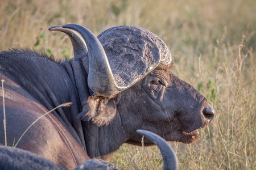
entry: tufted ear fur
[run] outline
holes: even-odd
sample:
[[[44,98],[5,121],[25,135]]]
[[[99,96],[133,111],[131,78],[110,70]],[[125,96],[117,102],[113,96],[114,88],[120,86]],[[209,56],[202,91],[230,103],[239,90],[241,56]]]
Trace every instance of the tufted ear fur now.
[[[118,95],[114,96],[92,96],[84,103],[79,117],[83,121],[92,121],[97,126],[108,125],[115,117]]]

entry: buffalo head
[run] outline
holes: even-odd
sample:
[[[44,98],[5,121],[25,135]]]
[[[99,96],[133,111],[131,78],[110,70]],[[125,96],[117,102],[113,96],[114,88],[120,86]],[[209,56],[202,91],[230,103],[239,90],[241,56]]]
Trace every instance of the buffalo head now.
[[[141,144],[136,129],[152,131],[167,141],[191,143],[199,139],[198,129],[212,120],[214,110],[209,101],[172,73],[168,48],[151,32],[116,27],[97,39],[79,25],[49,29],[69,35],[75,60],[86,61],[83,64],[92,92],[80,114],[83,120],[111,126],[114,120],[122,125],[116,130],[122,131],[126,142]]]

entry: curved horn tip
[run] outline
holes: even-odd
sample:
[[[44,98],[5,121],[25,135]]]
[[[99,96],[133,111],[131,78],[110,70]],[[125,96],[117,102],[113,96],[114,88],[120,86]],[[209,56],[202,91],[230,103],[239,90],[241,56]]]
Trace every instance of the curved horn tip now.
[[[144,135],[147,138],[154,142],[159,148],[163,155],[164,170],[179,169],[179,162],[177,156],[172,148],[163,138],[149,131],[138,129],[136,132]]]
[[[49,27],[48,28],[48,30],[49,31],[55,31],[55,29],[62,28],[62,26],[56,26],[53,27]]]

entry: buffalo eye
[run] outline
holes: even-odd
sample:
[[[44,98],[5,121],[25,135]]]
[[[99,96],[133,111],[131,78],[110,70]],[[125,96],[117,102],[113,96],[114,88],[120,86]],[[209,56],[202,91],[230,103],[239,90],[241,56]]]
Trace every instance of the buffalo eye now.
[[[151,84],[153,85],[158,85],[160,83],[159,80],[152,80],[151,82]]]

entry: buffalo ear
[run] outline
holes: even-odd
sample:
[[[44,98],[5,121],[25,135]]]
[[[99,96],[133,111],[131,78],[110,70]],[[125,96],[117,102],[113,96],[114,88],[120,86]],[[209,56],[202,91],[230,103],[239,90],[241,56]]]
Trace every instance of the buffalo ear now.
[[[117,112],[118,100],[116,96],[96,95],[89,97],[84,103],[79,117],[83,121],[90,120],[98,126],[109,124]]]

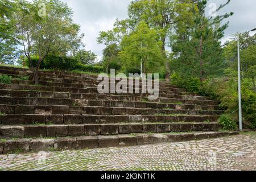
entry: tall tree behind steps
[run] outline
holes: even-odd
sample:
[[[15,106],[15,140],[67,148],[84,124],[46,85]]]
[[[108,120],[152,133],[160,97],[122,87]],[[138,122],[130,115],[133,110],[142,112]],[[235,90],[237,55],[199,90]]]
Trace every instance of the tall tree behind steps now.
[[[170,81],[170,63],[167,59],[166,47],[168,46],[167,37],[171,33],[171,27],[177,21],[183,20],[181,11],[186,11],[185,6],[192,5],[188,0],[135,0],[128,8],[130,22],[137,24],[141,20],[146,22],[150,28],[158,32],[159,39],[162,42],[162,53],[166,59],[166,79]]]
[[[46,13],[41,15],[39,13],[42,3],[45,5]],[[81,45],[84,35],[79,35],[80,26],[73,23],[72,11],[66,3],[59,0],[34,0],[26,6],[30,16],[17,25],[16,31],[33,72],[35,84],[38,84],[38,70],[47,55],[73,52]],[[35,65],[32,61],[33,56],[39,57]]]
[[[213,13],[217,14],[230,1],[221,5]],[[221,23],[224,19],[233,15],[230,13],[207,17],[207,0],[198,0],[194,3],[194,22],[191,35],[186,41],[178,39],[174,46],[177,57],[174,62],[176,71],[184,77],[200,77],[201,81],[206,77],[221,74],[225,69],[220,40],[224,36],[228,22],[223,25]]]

※ ※ ※

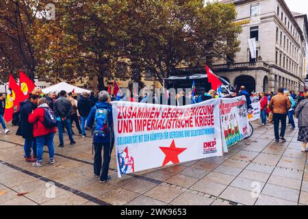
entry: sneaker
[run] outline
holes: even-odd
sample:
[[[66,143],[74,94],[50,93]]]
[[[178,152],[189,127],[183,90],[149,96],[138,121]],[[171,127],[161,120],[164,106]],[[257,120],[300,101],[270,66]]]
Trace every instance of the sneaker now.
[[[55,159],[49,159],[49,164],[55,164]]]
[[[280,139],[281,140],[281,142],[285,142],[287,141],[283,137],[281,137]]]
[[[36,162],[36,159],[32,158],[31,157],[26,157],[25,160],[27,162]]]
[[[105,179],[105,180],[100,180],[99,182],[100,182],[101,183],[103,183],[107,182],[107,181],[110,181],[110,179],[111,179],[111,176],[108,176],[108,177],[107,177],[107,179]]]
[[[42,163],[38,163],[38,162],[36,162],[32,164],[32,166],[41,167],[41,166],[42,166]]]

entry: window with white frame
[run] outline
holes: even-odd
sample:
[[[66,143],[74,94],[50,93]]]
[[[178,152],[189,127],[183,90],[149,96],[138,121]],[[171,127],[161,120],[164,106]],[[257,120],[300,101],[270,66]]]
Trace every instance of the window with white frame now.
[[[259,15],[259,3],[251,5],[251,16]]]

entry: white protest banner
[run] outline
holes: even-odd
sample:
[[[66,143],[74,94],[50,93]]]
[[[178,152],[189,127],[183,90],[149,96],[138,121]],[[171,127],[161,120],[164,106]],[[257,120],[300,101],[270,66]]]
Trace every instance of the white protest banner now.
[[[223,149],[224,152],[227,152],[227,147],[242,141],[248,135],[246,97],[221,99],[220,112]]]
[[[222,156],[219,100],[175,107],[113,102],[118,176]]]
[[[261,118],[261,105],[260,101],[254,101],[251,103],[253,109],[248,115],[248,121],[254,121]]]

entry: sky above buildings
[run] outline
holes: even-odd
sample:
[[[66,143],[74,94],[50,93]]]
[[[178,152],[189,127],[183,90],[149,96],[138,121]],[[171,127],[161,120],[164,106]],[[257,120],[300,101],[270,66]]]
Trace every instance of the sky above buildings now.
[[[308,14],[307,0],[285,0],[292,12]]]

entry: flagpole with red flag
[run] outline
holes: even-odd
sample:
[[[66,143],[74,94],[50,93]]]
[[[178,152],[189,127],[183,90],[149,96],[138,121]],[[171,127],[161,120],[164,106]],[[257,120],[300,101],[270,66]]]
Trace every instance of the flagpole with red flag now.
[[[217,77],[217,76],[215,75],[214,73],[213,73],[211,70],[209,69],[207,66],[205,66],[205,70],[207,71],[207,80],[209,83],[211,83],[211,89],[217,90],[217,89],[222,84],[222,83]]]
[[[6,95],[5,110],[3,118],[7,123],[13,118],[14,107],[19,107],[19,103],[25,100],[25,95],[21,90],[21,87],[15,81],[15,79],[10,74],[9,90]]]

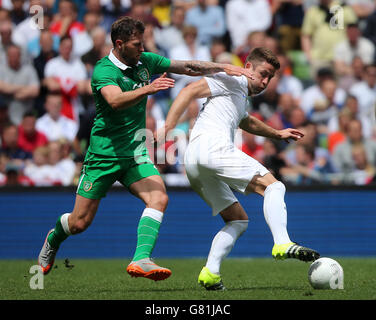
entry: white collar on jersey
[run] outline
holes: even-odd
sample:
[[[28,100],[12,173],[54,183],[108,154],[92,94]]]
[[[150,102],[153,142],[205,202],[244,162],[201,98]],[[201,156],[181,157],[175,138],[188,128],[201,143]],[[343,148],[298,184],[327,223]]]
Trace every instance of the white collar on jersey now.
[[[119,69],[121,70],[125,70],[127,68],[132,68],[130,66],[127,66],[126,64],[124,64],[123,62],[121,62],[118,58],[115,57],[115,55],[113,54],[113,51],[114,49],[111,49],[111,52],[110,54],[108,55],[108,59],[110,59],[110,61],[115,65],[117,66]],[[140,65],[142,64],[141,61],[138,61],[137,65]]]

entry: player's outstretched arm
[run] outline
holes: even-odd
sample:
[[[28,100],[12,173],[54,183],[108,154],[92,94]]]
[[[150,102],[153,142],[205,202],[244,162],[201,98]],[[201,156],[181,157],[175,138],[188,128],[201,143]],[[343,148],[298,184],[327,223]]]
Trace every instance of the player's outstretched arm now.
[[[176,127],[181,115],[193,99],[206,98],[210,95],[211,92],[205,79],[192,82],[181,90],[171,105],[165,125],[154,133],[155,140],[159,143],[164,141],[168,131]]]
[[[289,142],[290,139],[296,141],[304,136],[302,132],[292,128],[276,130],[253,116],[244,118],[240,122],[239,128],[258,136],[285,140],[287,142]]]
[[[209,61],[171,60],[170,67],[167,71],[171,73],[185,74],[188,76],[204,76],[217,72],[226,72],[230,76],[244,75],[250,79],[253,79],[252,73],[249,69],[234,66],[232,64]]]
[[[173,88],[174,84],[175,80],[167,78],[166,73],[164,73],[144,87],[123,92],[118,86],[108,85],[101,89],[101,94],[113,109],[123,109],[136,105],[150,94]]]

※ ※ ※

▶ _Task_:
Find each line of the listing above that contains the word "behind", and copy those lines.

▶ _Output_:
entry: tall tree behind steps
Trace every instance of the tall tree behind steps now.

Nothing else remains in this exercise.